### EXTRACT TO READ
═══
Lynda loves Sunday because she's free, at last, from her employer's constant beck and call. The Filipina caregiver gets up early, puts on her best clothes and a little makeup before taking the one-hour bus ride to Taipei's Zhongshan North Road. The service at St. Christopher's Church often moves her to tears and she lights a candle to pray for her family and a better life.
She likes to spend the rest of the day chatting to friends and window-shopping. She sends money or a parcel home to her mother and she eats at a restaurant that serves Filipino food. She might even go to one of the basement discos that open in the afternoon, but will always make it back to the suburb of Neihu where she lives by her 9pm curfew. Until she gets another Sunday off, usually twice a month, she belongs to the family that employs her.
Like many other Asian workers the pretty 35-year-old, who asks that only her Christian name is used, says she would be lost if there was no "Little Manila." The colorful community near the intersection of Nongan Street and Zhongshan North Road springs to life on the Christian day of rest. It is a place to meet compatriots and browse at the Won Won Department Store (萬萬百貨公司), with its beauty parlors and specialist stores.
PHOTOS: JULES QUARTLY, TAIPEI TIMES
Food shops sell tins of arroz caldo, bagoong fish paste and even Spam with cheese. International phone cards are sold cheaply and the newsstands are racked with Philippine gossip magazines like Yes! Hi! and the Precious Hearts Romance series of novels. Women buy cheap whitening creams and moisturizers called "love in the night." Outside, banks open so workers can send home their remittances and freight store workers stack boxes of electrical goods. Vendors spread out cloths on the pavement to sell cheap watches, trinkets and clothes.
Take a 10-minute bus ride to Taipei Main Station and there are thousands of Indonesians, Thais and Vietnamese sitting on the tiled floors, or outside. Unlike Filipinos, they do not generally revolve their life around church, so they settle near the station because this is an easy place to get to. To cater for these foreign workers, there used to be small businesses on the second floor of the station, but it was shut down a year ago and is being redeveloped.
"Little Jakarta" is tucked behind the train station in the lanes off Zhongxiao East Road. It froths with life around dusk, when mostly Indonesian and Thai workers gather to eat at the restaurants and party at the simple bars and karaoke halls. Some women wear hijabs, most wear disco outfits from the 1980s, with tiny tops, flared jeans and platform shoes. Men stare and drink. There are a few black and white faces. Occasionally the police flash by on motorcycles, checking IDs and chasing runaway maids, some of whom earn money through prostitution.
═══
### TASKS TO CARRY OUT
• A. In the article on Taipei's foreign-worker neighborhoods, what time is Lynda's curfew?
• B. Extend the article on Taipei's foreign-worker neighborhoods with a few more paragraphs, starting after its final sentence.

### EXTRACTED RECORDS
═══
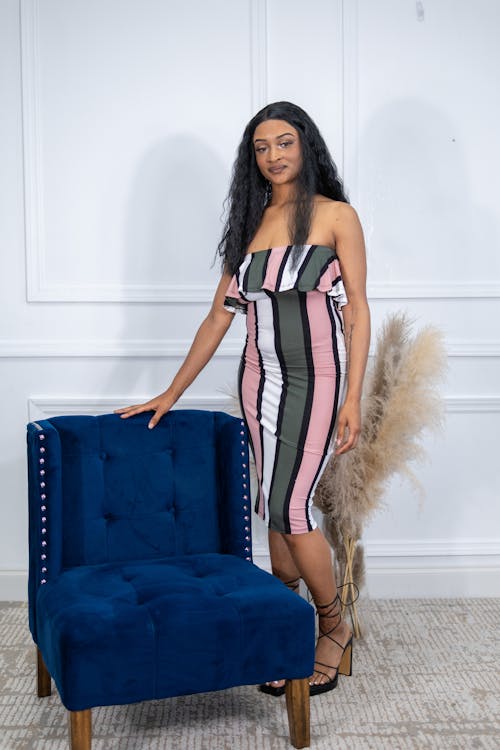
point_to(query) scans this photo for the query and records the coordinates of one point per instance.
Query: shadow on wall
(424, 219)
═══
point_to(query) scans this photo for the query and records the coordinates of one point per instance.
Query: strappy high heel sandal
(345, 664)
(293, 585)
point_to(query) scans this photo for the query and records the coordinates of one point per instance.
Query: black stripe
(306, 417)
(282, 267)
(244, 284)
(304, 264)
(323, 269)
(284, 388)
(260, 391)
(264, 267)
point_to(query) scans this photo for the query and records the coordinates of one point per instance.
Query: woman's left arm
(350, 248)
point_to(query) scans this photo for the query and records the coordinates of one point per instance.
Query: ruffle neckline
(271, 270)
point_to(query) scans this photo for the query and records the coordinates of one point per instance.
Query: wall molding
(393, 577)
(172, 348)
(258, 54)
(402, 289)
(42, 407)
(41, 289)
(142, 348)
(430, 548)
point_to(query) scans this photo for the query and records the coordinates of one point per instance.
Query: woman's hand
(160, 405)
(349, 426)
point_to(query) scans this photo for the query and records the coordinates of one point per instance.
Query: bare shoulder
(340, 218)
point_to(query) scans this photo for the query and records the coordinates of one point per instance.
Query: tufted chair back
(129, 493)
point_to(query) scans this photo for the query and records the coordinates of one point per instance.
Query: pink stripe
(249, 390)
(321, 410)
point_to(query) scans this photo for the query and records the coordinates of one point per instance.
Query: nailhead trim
═══
### RESPONSE LIST
• A. 9pm

• B.
In the same way that Chinatowns function for Chinese and Taiwanese in other countries, Little Manila and Little Jakarta are homes from home for tens of thousands of Asian workers in Taipei. The difference is that whereas Chinatowns have become fixtures on the maps of many cities around the world, Asian migrants in Taipei are actively prevented from settling in Taipei.
They are not allowed to operate businesses, rent or buy stores, unless they become citizens. Usually, marrying a local or having dual nationality can only achieve this. Many of the businesspeople at the Won Won Department Store are hua chiao (華僑), or Taiwanese from the Philippines. Equally, many of the store or restaurant owners in Little Jakarta are Taiwanese from Indonesia or Thailand.
"You would think Chinese [Taiwanese] would understand the idea of a hometown community abroad and would like to see Little Manila and Little Jakarta further established but it is not so easy," says Wu Jing-ru (吳靜如), executive director of the non-governmental organization, Taiwan International Workers Association (台灣國際勞工協會).
"Basically we treat the workers who have built Taipei 101 and the Taiwan High Speed Rail and who have looked after our children and elderly as disposable. We want their contributions but we don't want to treat them as humans and we don't want them here," Wu says, adding laws in Hong Kong and Singapore allow migrants to stay longer if locals sponsor them.
TIWA is campaigning for a Household Services Act that will provide a legal basis for domestic workers to stay in Taiwan, guaranteeing days off and minimum conditions. It is also seeking to lift a ban on them staying in Taiwan over six years. Presently domestic workers are allowed to sign contracts for a maximum of three years, which are renewable just once.
Council of Labor Affairs (CLA) Department of Vocational Training and Foreign Affairs Director Tsai Meng-liang (蔡孟良) agrees the development of Little Manila and Little Jakarta is a positive cultural experience. But, he says, immigration for Asian workers is a thornier problem and allowing them to stay in the country longer than six years would be "complex. We don't encourage immigration because Taiwan is small and densely populated. Every country is different."
Wu says though Taiwan claims to have an international outlook this usually refers to white people and Western culture. They are able to apply for permanent residency after seven years, in certain cases. Conversely, she argues, there is "a lot of negative opinion" against Asian migrants and you can see this from the country's laws and the way people look down at the foreign workers who congregate around Taipei Main Station and Little Manila on Sunday.
"We are planning to make culture maps of these areas to introduce Taiwanese to Asian workers' leisure lives: where they go, what they eat and what they buy, so they can understand their culture. Most of the reason why locals have a bad opinion of these people is because of ignorance. If they knew them, their daily lives, they would understand they are just like us," Wu says.
Taipei's Little Manila was born in the 1980s when mostly Catholic Filipinos started congregating around St. Christopher's Church, to pray and to seek support for domestic or employment disputes. The government allowed "six industries and 15 professions" to apply for foreign labor in 1991 and the number and nationality of workers has expanded since then, despite initiatives to put the breaks on.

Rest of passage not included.